_Description of the task:_
Copy the records word for word from the very start through the line that contains "column 130, row 132", including that line. Leave the pictures out of your copy.

Pointing and labeling entries
......
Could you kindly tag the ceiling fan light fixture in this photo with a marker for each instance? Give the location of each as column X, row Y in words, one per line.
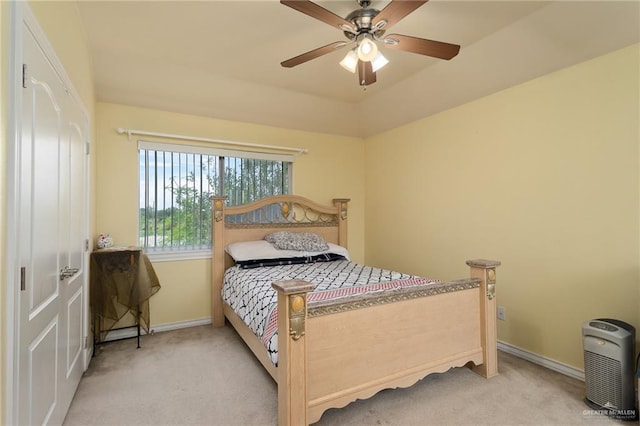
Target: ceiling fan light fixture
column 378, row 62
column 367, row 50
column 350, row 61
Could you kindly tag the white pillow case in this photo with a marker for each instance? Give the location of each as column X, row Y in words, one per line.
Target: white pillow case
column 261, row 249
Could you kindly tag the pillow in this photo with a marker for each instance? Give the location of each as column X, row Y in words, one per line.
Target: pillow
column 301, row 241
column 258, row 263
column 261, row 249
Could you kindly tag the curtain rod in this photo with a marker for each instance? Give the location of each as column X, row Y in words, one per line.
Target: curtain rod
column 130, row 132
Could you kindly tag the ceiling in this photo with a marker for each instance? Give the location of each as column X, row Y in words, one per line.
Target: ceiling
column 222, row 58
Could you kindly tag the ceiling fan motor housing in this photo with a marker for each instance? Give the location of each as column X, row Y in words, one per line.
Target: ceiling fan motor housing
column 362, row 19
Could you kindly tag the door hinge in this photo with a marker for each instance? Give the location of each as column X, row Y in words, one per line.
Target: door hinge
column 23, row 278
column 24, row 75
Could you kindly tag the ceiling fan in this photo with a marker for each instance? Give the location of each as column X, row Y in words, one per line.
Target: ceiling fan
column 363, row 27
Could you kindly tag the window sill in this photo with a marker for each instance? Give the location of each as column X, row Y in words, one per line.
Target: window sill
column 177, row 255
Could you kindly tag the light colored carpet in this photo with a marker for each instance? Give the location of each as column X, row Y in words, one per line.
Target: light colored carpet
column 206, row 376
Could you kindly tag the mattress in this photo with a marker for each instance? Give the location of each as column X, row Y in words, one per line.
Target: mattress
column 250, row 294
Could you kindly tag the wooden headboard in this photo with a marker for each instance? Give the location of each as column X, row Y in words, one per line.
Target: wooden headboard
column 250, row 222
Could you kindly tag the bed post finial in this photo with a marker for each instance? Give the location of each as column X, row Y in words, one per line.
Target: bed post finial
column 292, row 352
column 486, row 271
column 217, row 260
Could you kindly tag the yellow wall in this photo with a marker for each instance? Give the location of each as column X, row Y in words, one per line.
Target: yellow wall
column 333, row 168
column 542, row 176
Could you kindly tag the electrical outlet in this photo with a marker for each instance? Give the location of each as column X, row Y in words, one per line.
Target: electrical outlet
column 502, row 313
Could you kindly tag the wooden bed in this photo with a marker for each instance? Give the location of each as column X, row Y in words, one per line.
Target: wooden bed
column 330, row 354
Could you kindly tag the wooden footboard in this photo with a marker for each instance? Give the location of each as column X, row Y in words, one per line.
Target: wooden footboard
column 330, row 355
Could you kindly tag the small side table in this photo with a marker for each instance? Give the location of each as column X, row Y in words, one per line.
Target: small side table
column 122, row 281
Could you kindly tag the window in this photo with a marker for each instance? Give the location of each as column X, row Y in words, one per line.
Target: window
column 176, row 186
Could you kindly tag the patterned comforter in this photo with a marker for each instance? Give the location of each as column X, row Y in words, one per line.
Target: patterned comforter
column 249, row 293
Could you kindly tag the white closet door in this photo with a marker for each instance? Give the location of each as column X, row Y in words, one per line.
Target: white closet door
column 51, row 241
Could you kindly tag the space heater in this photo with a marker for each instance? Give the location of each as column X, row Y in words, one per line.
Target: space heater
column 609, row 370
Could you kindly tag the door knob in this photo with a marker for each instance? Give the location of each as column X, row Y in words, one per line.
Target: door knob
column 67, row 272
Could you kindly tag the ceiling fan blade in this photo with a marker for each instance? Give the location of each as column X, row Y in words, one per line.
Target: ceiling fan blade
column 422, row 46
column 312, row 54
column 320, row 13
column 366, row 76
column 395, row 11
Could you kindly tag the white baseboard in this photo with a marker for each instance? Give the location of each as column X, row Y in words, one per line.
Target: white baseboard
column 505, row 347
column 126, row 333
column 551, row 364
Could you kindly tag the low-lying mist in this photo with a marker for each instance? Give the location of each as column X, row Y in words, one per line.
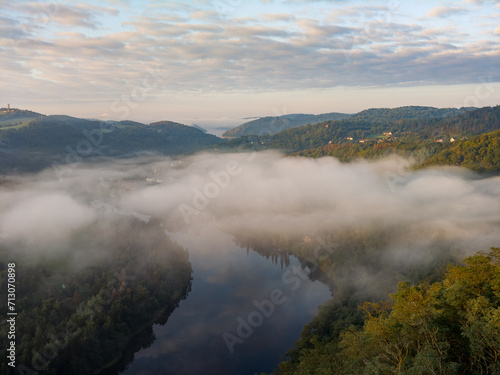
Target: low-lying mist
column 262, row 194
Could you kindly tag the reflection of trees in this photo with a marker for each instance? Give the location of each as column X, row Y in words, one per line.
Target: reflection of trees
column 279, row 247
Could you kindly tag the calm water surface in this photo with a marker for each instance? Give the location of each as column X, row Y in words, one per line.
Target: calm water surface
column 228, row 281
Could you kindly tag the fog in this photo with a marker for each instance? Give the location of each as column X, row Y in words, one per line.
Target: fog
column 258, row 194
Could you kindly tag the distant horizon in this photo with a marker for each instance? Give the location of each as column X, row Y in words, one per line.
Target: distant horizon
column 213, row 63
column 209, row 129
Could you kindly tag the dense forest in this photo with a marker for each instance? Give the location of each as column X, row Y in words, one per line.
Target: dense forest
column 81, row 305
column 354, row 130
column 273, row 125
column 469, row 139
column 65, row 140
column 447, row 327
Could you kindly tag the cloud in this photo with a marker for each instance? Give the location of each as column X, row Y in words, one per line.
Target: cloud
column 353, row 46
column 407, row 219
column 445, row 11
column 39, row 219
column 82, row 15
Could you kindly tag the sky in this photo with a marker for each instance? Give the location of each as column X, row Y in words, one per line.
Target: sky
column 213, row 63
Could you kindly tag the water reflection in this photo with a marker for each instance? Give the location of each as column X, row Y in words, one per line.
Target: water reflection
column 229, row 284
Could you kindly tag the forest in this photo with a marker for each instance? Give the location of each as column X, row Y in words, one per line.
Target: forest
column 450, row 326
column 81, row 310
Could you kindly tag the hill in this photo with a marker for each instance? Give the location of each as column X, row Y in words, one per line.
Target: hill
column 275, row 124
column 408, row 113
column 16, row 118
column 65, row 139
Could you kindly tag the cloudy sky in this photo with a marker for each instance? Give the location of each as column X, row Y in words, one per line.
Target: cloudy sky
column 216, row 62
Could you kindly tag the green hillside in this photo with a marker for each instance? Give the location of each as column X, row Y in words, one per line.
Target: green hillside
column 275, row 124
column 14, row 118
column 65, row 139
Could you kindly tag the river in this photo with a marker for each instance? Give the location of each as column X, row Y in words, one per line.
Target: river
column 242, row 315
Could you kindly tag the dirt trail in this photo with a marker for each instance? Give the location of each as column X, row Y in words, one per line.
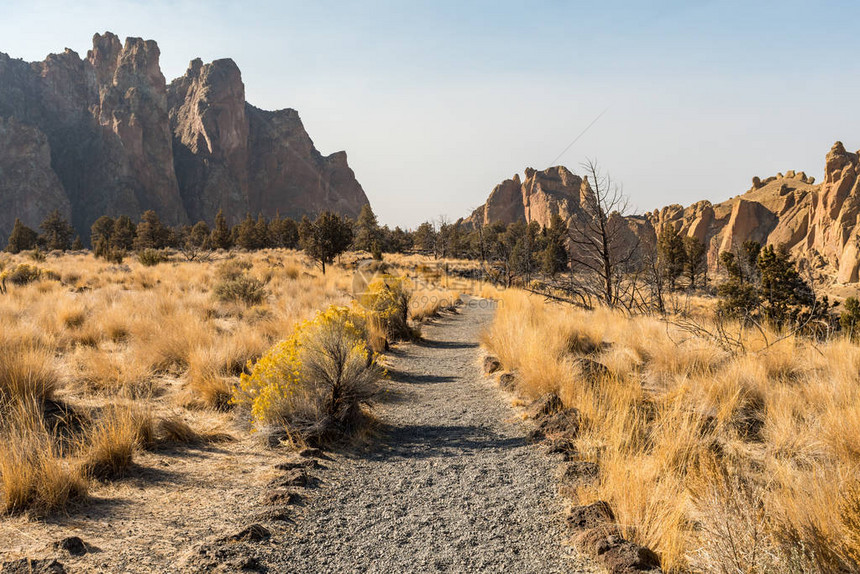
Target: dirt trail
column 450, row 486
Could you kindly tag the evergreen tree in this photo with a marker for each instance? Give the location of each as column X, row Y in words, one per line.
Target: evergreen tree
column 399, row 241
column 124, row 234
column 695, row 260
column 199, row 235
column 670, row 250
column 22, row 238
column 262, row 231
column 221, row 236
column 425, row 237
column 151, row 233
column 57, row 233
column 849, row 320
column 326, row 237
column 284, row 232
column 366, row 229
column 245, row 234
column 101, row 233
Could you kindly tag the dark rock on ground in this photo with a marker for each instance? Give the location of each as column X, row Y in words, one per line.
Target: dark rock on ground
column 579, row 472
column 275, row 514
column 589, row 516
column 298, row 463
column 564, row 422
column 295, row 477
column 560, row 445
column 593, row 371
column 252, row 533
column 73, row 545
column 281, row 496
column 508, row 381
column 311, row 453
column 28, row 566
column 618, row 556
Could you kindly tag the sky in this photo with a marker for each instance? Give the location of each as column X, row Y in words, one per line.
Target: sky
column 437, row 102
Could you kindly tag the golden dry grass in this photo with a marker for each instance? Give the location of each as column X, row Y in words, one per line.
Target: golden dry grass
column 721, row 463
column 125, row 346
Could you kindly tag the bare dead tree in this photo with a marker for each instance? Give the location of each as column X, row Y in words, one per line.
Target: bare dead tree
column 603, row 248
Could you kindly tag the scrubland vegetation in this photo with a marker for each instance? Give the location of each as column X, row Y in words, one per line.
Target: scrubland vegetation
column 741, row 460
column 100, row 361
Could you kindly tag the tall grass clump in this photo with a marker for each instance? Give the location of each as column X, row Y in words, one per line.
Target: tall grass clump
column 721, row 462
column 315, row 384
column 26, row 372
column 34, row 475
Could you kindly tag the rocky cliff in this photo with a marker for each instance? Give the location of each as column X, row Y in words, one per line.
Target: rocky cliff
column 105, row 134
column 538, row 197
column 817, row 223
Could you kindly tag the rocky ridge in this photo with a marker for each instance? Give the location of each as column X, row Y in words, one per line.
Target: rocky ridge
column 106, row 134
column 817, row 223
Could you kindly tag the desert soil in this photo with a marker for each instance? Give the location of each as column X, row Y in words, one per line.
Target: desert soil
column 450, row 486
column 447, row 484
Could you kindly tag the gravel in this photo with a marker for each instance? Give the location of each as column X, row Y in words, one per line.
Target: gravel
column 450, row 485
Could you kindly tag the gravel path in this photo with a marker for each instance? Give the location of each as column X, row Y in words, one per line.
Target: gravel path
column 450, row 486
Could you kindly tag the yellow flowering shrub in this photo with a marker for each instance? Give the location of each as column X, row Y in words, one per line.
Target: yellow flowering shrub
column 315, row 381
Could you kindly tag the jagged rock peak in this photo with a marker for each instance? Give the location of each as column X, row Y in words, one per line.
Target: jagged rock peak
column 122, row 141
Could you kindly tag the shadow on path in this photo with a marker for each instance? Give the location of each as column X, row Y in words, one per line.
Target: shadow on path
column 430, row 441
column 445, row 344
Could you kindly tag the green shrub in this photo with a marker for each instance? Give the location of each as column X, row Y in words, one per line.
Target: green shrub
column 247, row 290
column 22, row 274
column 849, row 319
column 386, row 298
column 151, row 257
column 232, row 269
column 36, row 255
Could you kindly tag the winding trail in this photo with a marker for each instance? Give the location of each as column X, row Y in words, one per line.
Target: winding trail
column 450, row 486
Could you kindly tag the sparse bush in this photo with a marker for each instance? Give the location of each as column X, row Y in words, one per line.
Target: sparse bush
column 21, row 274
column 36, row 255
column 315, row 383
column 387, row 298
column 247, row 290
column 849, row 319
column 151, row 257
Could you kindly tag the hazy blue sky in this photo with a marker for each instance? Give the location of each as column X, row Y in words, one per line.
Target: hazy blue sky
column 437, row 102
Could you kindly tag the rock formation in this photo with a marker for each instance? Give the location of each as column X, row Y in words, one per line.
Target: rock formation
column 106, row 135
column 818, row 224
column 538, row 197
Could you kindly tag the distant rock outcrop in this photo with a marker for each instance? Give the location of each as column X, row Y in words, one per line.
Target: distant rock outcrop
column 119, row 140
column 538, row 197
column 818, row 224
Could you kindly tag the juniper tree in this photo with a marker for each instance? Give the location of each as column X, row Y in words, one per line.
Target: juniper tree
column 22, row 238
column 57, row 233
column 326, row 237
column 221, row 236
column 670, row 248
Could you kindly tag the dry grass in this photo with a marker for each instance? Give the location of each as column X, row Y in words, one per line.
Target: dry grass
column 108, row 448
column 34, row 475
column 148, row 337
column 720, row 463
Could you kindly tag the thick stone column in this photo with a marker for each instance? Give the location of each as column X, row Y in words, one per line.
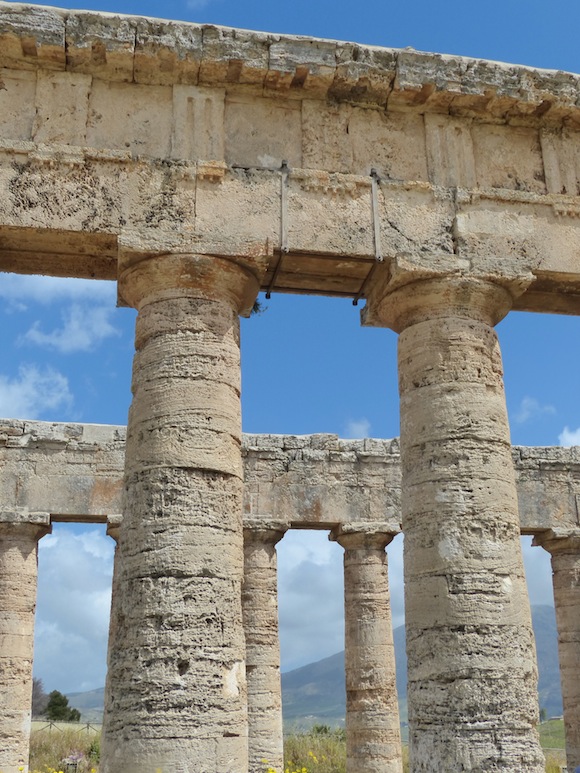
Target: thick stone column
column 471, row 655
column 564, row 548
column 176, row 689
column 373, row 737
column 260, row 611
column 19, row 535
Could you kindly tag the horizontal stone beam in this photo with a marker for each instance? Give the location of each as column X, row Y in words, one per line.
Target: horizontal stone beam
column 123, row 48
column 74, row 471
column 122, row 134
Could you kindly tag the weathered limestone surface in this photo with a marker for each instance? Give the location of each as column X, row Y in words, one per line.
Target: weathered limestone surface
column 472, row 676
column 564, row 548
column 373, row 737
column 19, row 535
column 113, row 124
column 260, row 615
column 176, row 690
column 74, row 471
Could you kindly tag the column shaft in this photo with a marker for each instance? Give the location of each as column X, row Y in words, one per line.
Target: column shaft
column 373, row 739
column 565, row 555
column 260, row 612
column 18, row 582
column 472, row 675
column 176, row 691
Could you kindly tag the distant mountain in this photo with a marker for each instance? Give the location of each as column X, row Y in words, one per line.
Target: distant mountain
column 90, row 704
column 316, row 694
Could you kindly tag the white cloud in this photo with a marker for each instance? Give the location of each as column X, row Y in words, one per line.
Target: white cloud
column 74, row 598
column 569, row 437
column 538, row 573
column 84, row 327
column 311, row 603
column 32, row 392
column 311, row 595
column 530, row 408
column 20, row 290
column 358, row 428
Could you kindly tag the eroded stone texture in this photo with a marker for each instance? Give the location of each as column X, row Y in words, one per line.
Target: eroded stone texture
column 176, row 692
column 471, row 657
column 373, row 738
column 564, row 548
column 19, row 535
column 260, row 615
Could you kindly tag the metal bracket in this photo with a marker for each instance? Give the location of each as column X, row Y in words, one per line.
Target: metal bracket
......
_Output of the exercise:_
Could you kindly tag the ceiling fan light fixture in this photo with a marker for each instance? Give the location of each as column X, row Y in words, one per line.
Target: ceiling fan light fixture
column 378, row 62
column 367, row 50
column 350, row 61
Could you kindly tag the white pillow case in this photo with a marker for each instance? Give the location of each as column X, row Y in words, one per line.
Target: white pillow case
column 261, row 249
Could you kindly tag the pillow in this photo with a marker for each instance? Give the location of each as column X, row Y in words, one per line.
Target: pillow
column 301, row 241
column 258, row 263
column 261, row 249
Could you kindly tag the curtain rod in this photo with a marker for each instance? Give the location of each as column X, row Y in words, one per line.
Target: curtain rod
column 130, row 132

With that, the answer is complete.